▶ Exercise description
Every entry here needs to be repeated exactly.

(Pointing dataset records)
** Begin **

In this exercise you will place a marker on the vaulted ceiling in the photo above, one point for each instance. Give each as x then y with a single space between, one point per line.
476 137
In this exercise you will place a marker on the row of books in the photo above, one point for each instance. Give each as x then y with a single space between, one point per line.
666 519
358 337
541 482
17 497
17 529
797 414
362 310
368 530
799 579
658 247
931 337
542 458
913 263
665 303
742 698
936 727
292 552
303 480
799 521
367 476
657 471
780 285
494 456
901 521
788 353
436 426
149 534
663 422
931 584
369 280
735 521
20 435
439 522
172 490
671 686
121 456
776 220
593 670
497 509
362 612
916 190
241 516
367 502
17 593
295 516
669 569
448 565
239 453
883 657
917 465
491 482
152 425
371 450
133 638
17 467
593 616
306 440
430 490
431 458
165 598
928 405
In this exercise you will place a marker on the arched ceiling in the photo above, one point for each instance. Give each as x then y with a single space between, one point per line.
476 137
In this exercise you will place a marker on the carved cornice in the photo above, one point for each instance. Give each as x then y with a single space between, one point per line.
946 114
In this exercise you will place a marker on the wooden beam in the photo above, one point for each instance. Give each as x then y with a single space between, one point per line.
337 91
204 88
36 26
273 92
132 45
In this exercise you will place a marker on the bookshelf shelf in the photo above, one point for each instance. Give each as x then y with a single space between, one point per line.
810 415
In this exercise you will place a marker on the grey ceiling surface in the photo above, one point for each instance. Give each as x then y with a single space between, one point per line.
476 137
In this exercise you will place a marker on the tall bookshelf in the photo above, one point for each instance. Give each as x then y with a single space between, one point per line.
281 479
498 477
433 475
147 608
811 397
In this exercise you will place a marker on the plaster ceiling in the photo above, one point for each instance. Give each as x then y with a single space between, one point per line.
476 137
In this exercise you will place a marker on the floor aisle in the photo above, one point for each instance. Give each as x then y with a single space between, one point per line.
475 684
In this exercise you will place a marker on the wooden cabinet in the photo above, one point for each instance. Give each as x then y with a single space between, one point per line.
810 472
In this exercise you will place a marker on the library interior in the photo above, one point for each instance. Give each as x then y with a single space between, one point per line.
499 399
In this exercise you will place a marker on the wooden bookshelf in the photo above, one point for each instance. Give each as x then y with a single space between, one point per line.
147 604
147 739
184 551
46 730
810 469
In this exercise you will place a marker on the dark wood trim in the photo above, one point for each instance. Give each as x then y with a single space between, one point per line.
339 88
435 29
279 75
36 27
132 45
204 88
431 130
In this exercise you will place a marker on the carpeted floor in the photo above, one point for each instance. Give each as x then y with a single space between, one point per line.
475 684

** End **

▶ Solved problem
In this exercise you will place a marker on the vaulted ceiling in the photo above, one point for each instance. Give each as x then y with a single space between, one point per line.
476 137
In this exercise you will place a marker on the row of books in the photo above, one point for each instance. Give each as x then y with a single space between, one point per line.
666 519
358 337
541 482
17 497
17 529
797 414
362 310
368 530
799 579
658 247
931 337
542 458
913 263
665 303
742 698
936 727
292 552
303 480
799 521
367 476
657 471
780 285
494 456
901 521
788 353
436 426
149 534
663 422
931 584
369 280
735 521
20 435
439 522
172 490
671 686
121 456
776 220
593 670
497 509
362 612
916 190
241 516
367 502
17 593
295 516
669 569
448 565
239 453
883 657
917 465
491 482
152 425
371 450
133 638
17 467
593 616
306 440
430 490
431 458
165 598
928 405
In this exercise you will place a marker on the arched ceiling in the photo above, one point for each instance. Give each as x then y with a single space between, one point per line.
476 137
In this exercise you will place a marker on the carved cornice in the photo above, one point for each instance. Give each as x then y with a single space between, one point per line.
946 114
In this exercise you will place a marker on the wooden beam in the photo above, one point for each instance. Give each as x then y with a single space between, one point per line.
337 91
204 88
36 26
273 92
132 45
In this exercise you will place a marker on the bookshelf shelf in the photo above, one point for each instance. Give each as x then y with a single space between, one point per line.
810 415
In this exercise you will place a marker on the grey ceiling surface in the photo above, one point for each instance. Give each as x then y with a single space between, one point per line.
476 137
In this exercise you will place a marker on the tall bookshelf in the photo above, one point for each instance. Give each as x then y with a single space between, one point per line.
281 479
498 477
433 475
147 608
811 397
In this exercise you will place a marker on the plaster ceiling in the photo above, one point for each instance. Give each as x then y with a single space between, one point per line.
476 137
In this exercise you will place a marker on the floor aisle in the photo above, one point for each instance. Give each as x then y with a single space between, one point per line.
475 684
In this exercise you will place a marker on the wooden cabinet in the photo above, one point for each instance. Give each as x then y with a single space between, one point per line.
810 472
In this exercise you will place a marker on the library interior in the photo above, one point for each instance. Give each as x then y with a single space between, one point per line.
499 399
In this exercise you will place a marker on the wooden bookshelf in the photo above, one point for each instance. Give each as x then y with a single space between, one point per line.
147 604
147 739
184 551
46 730
810 469
In this exercise you will place a marker on the dark wood trim in the photo above, one point for each instance. Give each as x then y with a single space between, one point per line.
339 88
435 29
279 75
36 27
132 45
204 88
431 130
In this exercise you will place a marker on the carpeted floor in the photo above, one point for each instance. Give each as x then y with a single space between, one point per line.
475 684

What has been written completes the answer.